EXERCISE » Rewrite the entries below, replacing "single-point marking" with "point labeling" throughout and leaving everything else unchanged.

# START OF INFORMATION GIVEN

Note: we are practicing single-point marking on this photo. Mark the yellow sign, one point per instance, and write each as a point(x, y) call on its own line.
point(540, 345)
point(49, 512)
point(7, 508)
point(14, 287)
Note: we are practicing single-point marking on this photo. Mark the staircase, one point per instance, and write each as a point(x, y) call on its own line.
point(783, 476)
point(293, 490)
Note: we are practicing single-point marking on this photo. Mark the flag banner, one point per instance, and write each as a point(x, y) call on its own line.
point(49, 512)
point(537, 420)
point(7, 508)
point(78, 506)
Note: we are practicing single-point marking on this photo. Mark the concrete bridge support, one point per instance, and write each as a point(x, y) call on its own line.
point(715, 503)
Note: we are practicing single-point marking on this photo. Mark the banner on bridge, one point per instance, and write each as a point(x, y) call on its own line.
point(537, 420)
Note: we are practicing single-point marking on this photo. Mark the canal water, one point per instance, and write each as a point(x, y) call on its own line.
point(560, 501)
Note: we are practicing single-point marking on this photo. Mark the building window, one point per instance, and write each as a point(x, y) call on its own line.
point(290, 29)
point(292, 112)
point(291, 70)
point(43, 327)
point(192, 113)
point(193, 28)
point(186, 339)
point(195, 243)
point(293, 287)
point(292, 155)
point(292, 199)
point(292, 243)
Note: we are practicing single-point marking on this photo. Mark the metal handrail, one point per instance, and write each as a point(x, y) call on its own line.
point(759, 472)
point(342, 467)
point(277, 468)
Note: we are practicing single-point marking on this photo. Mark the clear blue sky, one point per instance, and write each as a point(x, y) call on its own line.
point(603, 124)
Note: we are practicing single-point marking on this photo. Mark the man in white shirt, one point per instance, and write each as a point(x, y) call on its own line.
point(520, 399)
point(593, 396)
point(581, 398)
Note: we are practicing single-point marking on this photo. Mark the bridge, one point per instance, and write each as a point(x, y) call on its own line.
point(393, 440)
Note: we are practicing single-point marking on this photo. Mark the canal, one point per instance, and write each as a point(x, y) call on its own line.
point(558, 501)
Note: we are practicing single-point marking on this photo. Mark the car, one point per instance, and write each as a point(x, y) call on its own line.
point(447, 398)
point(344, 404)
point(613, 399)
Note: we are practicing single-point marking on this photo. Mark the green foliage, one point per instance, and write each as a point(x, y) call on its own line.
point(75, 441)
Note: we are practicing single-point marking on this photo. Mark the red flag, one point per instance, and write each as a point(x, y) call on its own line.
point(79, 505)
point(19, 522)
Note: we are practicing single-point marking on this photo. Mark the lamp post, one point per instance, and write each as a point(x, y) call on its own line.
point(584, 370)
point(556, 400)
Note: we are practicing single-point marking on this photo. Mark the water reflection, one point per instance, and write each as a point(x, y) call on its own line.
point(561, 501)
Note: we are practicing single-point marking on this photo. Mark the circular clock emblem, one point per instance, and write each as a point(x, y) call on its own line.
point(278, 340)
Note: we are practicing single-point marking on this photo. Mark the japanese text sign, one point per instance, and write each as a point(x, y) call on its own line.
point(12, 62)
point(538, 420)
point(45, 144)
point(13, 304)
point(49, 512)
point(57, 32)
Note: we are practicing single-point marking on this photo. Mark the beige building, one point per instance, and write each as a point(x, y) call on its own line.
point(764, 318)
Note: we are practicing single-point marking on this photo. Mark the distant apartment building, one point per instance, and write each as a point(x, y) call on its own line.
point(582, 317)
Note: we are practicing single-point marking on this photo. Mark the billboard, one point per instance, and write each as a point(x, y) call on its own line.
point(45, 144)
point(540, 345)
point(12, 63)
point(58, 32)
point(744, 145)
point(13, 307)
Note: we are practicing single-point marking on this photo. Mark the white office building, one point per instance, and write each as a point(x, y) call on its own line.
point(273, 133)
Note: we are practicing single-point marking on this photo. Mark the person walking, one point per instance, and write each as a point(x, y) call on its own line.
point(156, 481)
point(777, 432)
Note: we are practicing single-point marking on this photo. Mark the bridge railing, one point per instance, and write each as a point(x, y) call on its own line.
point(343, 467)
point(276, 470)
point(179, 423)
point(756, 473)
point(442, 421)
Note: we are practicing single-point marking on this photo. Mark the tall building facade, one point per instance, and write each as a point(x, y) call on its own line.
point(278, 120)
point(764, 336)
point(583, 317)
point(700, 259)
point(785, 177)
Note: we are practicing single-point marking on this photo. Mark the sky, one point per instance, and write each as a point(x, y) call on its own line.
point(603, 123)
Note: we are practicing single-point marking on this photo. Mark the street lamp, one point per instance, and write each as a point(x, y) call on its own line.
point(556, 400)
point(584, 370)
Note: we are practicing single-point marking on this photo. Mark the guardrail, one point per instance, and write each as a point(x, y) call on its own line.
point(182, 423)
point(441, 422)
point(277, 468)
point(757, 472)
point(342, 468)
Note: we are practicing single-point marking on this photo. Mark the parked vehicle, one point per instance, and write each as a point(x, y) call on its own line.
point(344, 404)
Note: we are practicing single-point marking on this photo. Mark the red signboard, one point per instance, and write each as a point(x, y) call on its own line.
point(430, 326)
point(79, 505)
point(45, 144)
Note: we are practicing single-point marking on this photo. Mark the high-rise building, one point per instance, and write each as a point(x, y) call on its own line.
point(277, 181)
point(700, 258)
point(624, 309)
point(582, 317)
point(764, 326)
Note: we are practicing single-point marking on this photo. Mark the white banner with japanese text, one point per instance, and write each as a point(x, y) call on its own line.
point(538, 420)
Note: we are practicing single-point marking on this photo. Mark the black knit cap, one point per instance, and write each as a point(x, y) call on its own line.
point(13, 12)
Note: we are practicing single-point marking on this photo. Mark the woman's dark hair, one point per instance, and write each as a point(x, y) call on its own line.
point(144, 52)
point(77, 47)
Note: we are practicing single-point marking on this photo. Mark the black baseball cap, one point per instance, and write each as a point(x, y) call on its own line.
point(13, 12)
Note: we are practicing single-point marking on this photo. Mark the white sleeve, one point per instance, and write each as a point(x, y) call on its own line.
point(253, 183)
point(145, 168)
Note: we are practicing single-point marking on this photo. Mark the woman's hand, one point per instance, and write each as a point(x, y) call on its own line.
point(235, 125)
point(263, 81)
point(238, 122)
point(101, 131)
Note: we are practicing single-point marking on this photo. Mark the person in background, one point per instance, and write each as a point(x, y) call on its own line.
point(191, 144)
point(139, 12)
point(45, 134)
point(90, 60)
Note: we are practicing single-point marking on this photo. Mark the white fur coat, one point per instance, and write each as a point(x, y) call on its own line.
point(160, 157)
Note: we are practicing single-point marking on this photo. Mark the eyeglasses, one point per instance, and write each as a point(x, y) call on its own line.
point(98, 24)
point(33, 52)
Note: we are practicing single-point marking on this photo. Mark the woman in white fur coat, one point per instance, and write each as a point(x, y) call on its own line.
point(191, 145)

# END OF INFORMATION GIVEN

ANSWER TO THE PROBLEM »
Note: we are practicing point labeling on this photo. Mark the yellow sign, one point per instance, and write each as a point(x, y) call on its own line.
point(540, 345)
point(49, 512)
point(7, 508)
point(14, 287)
Note: we are practicing point labeling on this photo. Mark the staircase, one point per instance, and write each as a point(x, y) call on its own line.
point(783, 476)
point(293, 490)
Note: we are practicing point labeling on this photo. Mark the flag banner, one point per instance, and write each as a point(x, y) call on its own line.
point(49, 512)
point(537, 420)
point(7, 508)
point(78, 506)
Note: we are practicing point labeling on this photo. Mark the concrete bridge support, one point per instance, and write each as a point(x, y) call on its own line.
point(715, 503)
Note: we are practicing point labeling on this photo. Mark the banner on bridge, one point per instance, and write each as a point(x, y) call on its own line.
point(537, 420)
Note: we are practicing point labeling on this photo. Mark the canal water, one point per instance, and write each as a point(x, y) call on its own line.
point(560, 501)
Note: we are practicing point labeling on this photo. Mark the building window, one point per instance, and write each as a point(x, y) call on its own line.
point(290, 29)
point(292, 112)
point(291, 70)
point(43, 327)
point(192, 113)
point(193, 28)
point(186, 339)
point(195, 243)
point(293, 287)
point(292, 155)
point(292, 199)
point(292, 243)
Note: we are practicing point labeling on this photo. Mark the metal handrail, one point per instance, and write each as a point(x, y) call on its own line.
point(759, 472)
point(342, 467)
point(277, 468)
Note: we are practicing point labeling on this photo. Mark the clear blue sky, one point per instance, and write each as a point(x, y) call on its own line.
point(603, 124)
Note: we are practicing point labeling on this photo. Mark the man in white shirt, one point per instance, and write each as a point(x, y) call on its own line.
point(520, 399)
point(593, 396)
point(581, 398)
Note: we are practicing point labeling on this photo. Mark the bridge, one point per instance, and write each as a point(x, y) call on its own line.
point(393, 440)
Note: we are practicing point labeling on this photo. Mark the canal, one point per instance, and write each as a point(x, y) call on its own line.
point(558, 501)
Note: we are practicing point labeling on this photo. Mark the car, one point per instance, and write each as a point(x, y) call on its own line.
point(447, 398)
point(344, 404)
point(613, 399)
Note: we are practicing point labeling on this photo. Mark the green foliage, one point per instance, and write each as a point(x, y) call on its own line.
point(75, 441)
Note: we are practicing point labeling on this photo. Mark the red flag, one point per instance, and write each as a point(x, y) call on its own line.
point(79, 505)
point(19, 522)
Note: we are practicing point labeling on this photo. Mark the lamp post, one point per instance, and write each as a point(x, y) call on its own line.
point(584, 370)
point(556, 400)
Note: we are practicing point labeling on this photo. Mark the water reflection, one point per instance, and write each as a point(x, y) call on its own line.
point(561, 501)
Note: we are practicing point labeling on this photo. Mark the circular clock emblem, one point per instance, and write each as a point(x, y) call on its own line.
point(278, 340)
Note: we are practicing point labeling on this photo. Mark the japanese text sign, one point per instance, and write each as a point(x, y) call on its own line.
point(12, 62)
point(538, 420)
point(45, 144)
point(13, 304)
point(49, 512)
point(57, 32)
Note: we are practicing point labeling on this photo. Mark the beige building, one point per instance, and write each as a point(x, y) call on its own line.
point(764, 318)
Note: we are practicing point labeling on this photo. Mark the distant apartment building, one point per instance, and write each as a point(x, y) call on its own line.
point(582, 317)
Note: we are practicing point labeling on this photo. Mark the billboard, one point per instance, and write each as a point(x, y) call on its own line.
point(45, 144)
point(540, 345)
point(12, 63)
point(58, 32)
point(744, 145)
point(13, 307)
Note: we are practicing point labeling on this photo. Mark the white office building, one point per instance, and write each as a point(x, y) call on its own line.
point(273, 133)
Note: we are practicing point labeling on this photo. Mark the person walking, one point per instance, and write each as a point(x, y) call on its own line.
point(156, 481)
point(777, 432)
Note: we are practicing point labeling on this photo. Mark the bridge railing, one point per instance, and write each as a point(x, y) call on its own line.
point(343, 467)
point(276, 470)
point(179, 423)
point(756, 473)
point(442, 421)
Note: we are practicing point labeling on this photo. Mark the tall building facade, one point per instance, and write each as a point(x, y) call on its own line.
point(278, 120)
point(764, 336)
point(583, 317)
point(700, 259)
point(785, 177)
Note: we are practicing point labeling on this photo. Mark the sky, one point per instance, and write each as a point(x, y) call on its own line.
point(603, 123)
Note: we are practicing point labeling on this photo. Mark the street lamp, one point per instance, and write each as a point(x, y) call on its own line.
point(556, 400)
point(584, 370)
Note: we are practicing point labeling on this photo. Mark the guardrail, one point per instance, and write each as a point(x, y) call on its own line.
point(182, 423)
point(441, 422)
point(277, 468)
point(757, 472)
point(342, 468)
Note: we are practicing point labeling on this photo. Mark the parked vehicle, one point per instance, and write each as a point(x, y) call on its own line.
point(344, 404)
Note: we are practicing point labeling on this photo. Mark the red signboard, one point per instance, and write each as a point(x, y) call on its own line.
point(430, 326)
point(79, 505)
point(45, 144)
Note: we are practicing point labeling on this photo. Mark the high-rise building, one point per instance, and write each as a point(x, y) call on its own line.
point(277, 181)
point(700, 258)
point(624, 309)
point(582, 317)
point(764, 326)
Note: we are practicing point labeling on this photo. Mark the white banner with japanese text, one point per instance, and write each as a point(x, y) call on its own line.
point(538, 420)
Note: we are practicing point labeling on this photo. Mark the black knit cap, one point per instance, and write each as a point(x, y) call on its own line.
point(13, 12)
Note: we are practicing point labeling on this photo. Mark the woman's dark hair, one point per instance, and write each as a point(x, y) call on its own line.
point(144, 52)
point(77, 47)
Note: we are practicing point labeling on this photo. Mark the black baseball cap, one point per instance, and write each as a point(x, y) call on its own line.
point(13, 12)
Note: we are practicing point labeling on this photo. Mark the white sleeve, one point per instance, and write each as a point(x, y) call on its own line.
point(253, 183)
point(145, 168)
Note: we are practicing point labeling on this photo. Mark the woman's hand, one point per instance, and write each as a point(x, y) call on its own line.
point(235, 125)
point(263, 81)
point(238, 122)
point(101, 131)
Note: we are practicing point labeling on this photo. Mark the person in background, one point per instance, and write each as a point(x, y) call on its own line.
point(191, 144)
point(139, 12)
point(45, 134)
point(90, 60)
Note: we are practicing point labeling on this photo. Mark the white fur coat, one point per instance, and write each as a point(x, y) call on its own line.
point(160, 157)
Note: we are practicing point labeling on this photo. Mark the eyeglasses, one point per instance, and write each as a point(x, y) call on its own line.
point(98, 24)
point(33, 52)
Note: we are practicing point labeling on this photo. Mark the woman in white fur coat, one point per instance, and write each as a point(x, y) call on its own line.
point(191, 145)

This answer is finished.